BEGIN Extracted text
This is a wonderful film, beautifully edited and shot on many locations, including the Galápagos Islands, and scored to original music by Mark Lewis. People are not only buying it for themselves, but buying extra copies to show to friends and co-workers. Unlocking the Mystery of Life available here on our Products page in VHS and DVD formats. The film is about an hour long and includes vivid computer graphics of DNA in action. The DVD version includes an extra half-hour of bonus features, including answers to 14 frequently-asked questions about intelligent design, answered by the scientists who appear in the film.

This is a must-see video. Get it, and get it around.

Intelligent Design Gets a Powerful New Media Boost 03/09/2002
Exclusive Over 600 guests gave a standing ovation Saturday March 9 at the premiere of a new film by Illustra Media, Unlocking the Mystery of Life. This 67-minute documentary is in many ways a definitive portrayal of the Intelligent Design movement that is sweeping the country. Intelligent Design is a non-religious, non-sectarian, strictly scientific view of origins with both negative and positive arguments: negative, that Darwinism is insufficient to explain the complexity of life, and positive, that intelligent design, or information, is a fundamental entity that must be taken into consideration in explanations of the origin of complex, specified structures like DNA. The film features interviews with a Who's Who of the Intelligent Design movement: Phillip Johnson, Michael Behe, Jonathan Wells, Paul Nelson, Stephen Meyer, Dean Kenyon, William Dembski, and others, who explain the issues and arguments for intelligent design as the key to unlocking the mystery of life. The film also features nearly 20 minutes of award-quality computer animation of molecular machines, manufacturing plants, and storage libraries of elaborate information - DNA and proteins at work in the cell, climaxing with a dazzling view of DNA transcription and translation.
END Extracted text
BEGIN Excerpted data
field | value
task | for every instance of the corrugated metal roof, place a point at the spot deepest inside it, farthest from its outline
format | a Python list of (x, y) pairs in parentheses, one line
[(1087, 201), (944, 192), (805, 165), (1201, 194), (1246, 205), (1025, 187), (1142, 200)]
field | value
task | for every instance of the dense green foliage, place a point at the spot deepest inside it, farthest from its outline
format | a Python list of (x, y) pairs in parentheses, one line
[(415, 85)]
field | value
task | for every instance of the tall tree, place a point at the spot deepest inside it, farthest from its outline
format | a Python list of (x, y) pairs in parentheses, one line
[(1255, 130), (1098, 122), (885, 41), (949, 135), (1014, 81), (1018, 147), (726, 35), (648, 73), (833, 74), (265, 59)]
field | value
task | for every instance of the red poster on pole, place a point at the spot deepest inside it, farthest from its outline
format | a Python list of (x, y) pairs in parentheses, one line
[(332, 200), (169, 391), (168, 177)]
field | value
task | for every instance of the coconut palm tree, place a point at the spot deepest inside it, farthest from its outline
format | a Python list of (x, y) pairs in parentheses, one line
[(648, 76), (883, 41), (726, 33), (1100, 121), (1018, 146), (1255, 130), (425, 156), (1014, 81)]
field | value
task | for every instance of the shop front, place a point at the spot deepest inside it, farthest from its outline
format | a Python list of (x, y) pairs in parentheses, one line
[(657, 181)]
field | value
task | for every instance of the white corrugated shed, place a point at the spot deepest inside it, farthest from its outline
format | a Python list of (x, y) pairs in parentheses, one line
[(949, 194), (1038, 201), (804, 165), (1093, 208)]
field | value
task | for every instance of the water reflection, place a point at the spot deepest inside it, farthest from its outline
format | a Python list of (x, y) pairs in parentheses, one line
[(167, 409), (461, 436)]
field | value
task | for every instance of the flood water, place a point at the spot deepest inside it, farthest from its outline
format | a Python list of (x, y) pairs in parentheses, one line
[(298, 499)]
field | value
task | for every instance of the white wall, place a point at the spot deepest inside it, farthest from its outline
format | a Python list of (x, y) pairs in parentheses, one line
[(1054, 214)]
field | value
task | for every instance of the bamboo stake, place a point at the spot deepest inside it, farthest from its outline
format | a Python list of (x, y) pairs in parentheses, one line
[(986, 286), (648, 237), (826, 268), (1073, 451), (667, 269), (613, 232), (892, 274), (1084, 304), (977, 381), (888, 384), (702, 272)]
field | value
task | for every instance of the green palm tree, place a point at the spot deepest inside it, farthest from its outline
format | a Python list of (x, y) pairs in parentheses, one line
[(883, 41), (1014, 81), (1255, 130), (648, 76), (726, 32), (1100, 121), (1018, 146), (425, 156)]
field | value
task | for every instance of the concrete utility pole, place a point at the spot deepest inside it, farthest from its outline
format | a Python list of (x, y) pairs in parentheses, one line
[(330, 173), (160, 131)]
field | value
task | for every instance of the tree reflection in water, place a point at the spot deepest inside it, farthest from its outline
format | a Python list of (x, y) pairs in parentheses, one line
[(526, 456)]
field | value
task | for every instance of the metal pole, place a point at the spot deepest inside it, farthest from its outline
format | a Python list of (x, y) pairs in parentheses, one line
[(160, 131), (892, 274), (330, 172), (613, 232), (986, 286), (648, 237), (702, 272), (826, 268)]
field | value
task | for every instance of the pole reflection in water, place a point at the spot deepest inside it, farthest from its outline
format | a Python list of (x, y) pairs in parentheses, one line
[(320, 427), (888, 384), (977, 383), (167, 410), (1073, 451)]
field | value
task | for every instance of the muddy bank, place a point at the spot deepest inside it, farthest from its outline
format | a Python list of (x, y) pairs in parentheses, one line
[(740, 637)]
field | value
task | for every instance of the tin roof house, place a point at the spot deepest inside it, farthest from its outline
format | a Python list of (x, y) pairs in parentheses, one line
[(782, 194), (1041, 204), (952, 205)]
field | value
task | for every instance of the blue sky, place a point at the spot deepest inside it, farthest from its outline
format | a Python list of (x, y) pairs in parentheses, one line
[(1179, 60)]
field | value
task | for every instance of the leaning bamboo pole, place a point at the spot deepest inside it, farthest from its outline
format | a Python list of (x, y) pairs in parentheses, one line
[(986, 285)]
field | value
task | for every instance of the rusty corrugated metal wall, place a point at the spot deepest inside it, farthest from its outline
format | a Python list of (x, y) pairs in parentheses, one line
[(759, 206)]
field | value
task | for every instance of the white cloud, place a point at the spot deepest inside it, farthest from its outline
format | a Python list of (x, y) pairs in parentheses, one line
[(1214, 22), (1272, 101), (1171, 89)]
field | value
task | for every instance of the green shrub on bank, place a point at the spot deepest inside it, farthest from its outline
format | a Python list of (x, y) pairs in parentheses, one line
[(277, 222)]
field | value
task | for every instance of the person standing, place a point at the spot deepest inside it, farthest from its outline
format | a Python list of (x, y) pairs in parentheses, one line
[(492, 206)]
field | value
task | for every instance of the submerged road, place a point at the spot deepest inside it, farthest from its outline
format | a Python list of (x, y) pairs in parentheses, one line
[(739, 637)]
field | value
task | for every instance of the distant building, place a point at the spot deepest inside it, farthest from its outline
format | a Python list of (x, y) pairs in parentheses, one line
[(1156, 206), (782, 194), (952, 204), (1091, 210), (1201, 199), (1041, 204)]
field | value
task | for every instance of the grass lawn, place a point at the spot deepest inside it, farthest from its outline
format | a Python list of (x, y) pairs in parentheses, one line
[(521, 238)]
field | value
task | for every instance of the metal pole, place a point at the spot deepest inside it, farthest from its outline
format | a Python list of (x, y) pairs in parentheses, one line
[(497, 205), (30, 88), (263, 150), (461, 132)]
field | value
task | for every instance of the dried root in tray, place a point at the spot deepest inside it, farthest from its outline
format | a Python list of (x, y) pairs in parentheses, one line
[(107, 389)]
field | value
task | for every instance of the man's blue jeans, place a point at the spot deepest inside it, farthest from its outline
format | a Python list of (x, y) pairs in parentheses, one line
END Excerpted data
• Instructions for the task:
Return the full text about the film Unlocking the Mystery of Life, reproducing every line without changes. The dataset entries play no part in this exercise.

• Task output:
This is a wonderful film, beautifully edited and shot on many locations, including the Galápagos Islands, and scored to original music by Mark Lewis. People are not only buying it for themselves, but buying extra copies to show to friends and co-workers. Unlocking the Mystery of Life available here on our Products page in VHS and DVD formats. The film is about an hour long and includes vivid computer graphics of DNA in action. The DVD version includes an extra half-hour of bonus features, including answers to 14 frequently-asked questions about intelligent design, answered by the scientists who appear in the film.

This is a must-see video. Get it, and get it around.

Intelligent Design Gets a Powerful New Media Boost 03/09/2002
Exclusive Over 600 guests gave a standing ovation Saturday March 9 at the premiere of a new film by Illustra Media, Unlocking the Mystery of Life. This 67-minute documentary is in many ways a definitive portrayal of the Intelligent Design movement that is sweeping the country. Intelligent Design is a non-religious, non-sectarian, strictly scientific view of origins with both negative and positive arguments: negative, that Darwinism is insufficient to explain the complexity of life, and positive, that intelligent design, or information, is a fundamental entity that must be taken into consideration in explanations of the origin of complex, specified structures like DNA. The film features interviews with a Who's Who of the Intelligent Design movement: Phillip Johnson, Michael Behe, Jonathan Wells, Paul Nelson, Stephen Meyer, Dean Kenyon, William Dembski, and others, who explain the issues and arguments for intelligent design as the key to unlocking the mystery of life. The film also features nearly 20 minutes of award-quality computer animation of molecular machines, manufacturing plants, and storage libraries of elaborate information - DNA and proteins at work in the cell, climaxing with a dazzling view of DNA transcription and translation.